** START OF MATERIAL FOR THIS TASK **
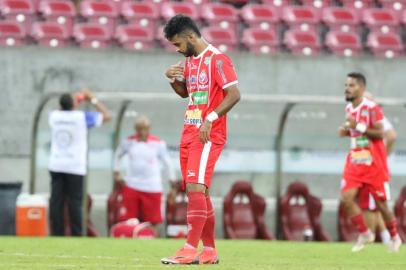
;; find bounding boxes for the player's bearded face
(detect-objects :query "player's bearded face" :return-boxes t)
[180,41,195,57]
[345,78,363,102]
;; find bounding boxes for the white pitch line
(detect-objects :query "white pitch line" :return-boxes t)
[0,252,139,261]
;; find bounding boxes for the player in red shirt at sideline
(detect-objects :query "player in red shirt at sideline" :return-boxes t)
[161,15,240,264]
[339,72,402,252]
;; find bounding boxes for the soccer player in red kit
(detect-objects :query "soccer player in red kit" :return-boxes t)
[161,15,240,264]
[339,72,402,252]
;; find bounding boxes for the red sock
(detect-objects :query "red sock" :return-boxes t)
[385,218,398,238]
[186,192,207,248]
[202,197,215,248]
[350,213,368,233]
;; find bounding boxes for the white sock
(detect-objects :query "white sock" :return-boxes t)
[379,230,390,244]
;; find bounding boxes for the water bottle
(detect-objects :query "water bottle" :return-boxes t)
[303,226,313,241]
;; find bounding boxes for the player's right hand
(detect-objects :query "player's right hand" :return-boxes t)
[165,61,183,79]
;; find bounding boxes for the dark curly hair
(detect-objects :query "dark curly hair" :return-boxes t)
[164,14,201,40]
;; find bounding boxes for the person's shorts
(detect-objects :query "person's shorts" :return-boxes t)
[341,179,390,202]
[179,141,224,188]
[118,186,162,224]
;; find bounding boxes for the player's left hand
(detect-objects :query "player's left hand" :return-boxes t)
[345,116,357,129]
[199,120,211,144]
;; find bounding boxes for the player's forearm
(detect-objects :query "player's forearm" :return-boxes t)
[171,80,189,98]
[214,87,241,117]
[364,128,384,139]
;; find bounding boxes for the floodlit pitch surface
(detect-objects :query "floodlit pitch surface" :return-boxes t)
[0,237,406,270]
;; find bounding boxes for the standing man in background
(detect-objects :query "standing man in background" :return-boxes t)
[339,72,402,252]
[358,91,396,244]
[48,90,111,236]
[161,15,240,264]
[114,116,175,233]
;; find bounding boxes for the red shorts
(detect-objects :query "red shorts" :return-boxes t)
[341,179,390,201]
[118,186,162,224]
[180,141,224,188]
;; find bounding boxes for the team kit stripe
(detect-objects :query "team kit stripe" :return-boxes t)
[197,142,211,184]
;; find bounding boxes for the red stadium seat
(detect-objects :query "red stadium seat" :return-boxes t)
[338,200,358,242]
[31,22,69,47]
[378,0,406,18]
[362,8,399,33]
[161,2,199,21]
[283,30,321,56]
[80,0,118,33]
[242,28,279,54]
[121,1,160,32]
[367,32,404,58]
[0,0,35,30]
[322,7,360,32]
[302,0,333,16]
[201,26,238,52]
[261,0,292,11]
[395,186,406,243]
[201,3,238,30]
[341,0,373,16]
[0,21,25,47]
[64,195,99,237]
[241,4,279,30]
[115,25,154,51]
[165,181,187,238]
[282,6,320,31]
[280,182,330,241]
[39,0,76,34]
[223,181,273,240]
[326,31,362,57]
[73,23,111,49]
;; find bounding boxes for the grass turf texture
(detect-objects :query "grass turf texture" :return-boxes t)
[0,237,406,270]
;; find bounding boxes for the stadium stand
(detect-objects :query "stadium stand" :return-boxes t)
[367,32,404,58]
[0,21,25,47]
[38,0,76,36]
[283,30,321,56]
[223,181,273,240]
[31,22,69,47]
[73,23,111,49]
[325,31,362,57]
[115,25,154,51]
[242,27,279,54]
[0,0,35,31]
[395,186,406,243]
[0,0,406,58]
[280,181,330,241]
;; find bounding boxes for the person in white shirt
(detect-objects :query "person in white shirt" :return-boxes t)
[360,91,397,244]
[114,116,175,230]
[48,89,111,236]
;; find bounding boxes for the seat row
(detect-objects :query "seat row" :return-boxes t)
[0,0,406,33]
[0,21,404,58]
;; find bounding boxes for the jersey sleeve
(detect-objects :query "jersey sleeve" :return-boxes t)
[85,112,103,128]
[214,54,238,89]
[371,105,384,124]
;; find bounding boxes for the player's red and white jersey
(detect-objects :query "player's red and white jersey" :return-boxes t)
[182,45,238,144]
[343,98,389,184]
** END OF MATERIAL FOR THIS TASK **
** START OF MATERIAL FOR THIS TASK **
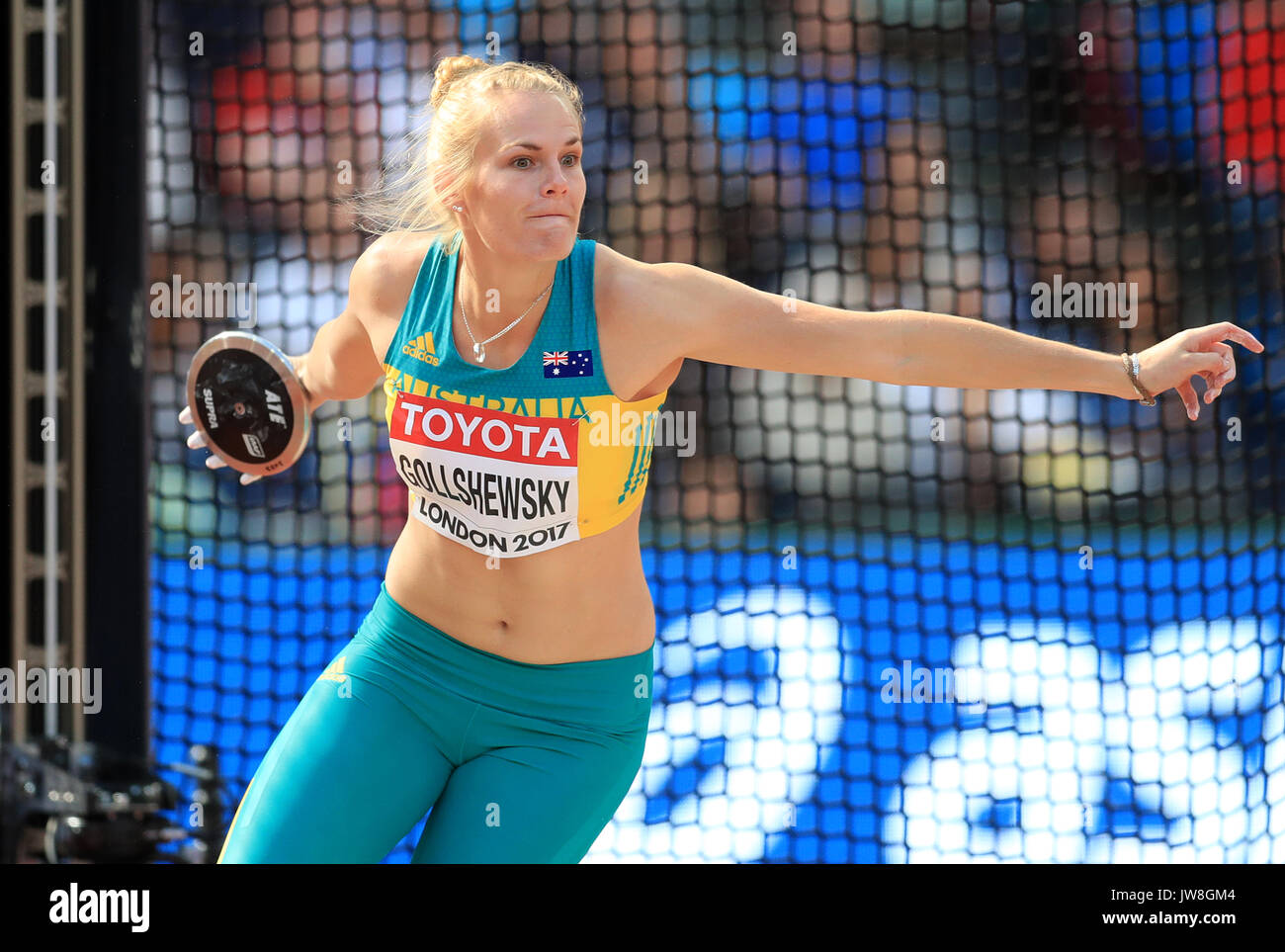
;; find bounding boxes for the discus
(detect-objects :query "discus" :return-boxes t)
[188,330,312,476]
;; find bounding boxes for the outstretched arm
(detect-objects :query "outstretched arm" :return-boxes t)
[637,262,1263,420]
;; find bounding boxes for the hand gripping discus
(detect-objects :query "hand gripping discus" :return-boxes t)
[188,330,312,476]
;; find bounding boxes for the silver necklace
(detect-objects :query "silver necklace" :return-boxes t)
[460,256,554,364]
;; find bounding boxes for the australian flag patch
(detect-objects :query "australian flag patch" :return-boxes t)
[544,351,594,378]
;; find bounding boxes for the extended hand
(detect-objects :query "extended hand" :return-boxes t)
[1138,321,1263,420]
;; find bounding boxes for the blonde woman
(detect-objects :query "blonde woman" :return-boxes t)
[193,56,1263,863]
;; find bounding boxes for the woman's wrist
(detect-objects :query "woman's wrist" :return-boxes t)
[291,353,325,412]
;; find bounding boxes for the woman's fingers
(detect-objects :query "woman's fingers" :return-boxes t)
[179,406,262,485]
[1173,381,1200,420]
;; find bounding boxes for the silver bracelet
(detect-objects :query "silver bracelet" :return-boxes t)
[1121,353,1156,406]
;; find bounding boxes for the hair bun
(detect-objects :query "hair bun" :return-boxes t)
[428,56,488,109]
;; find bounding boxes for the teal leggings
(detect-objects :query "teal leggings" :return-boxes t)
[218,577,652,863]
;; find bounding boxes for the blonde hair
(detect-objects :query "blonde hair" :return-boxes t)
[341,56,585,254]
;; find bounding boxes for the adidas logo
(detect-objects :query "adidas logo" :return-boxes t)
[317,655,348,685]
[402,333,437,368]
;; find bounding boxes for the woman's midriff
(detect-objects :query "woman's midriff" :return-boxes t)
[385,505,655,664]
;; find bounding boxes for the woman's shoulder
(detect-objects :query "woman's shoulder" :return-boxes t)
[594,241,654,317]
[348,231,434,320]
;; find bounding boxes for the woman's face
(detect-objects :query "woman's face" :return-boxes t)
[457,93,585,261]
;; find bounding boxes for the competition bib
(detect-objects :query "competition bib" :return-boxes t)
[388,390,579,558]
** END OF MATERIAL FOR THIS TASK **
**WORK INSTRUCTIONS**
Render the records from the line containing "the woman's midriff" up to and including the line containing "[388,390,579,558]" as a JSON list of strings, one string per line, with blank lines omitted.

**FINAL ANSWER**
[
  ";; find bounding boxes for the woman's midriff",
  "(detect-objects :query \"woman's midriff\" :return-boxes t)",
  "[385,505,655,664]",
  ";; find bounding boxes for the woman's shoulder",
  "(detect-objects :query \"woman's shoulder\" :return-boxes t)",
  "[594,241,654,317]",
  "[348,231,434,320]",
  ";; find bounding boxes for the woman's face",
  "(detect-objects :query \"woman's face\" :return-boxes t)",
  "[457,93,585,261]",
  ";; find bounding boxes for the competition bib",
  "(detect-objects :query \"competition bib\" :return-boxes t)",
  "[388,390,579,558]"
]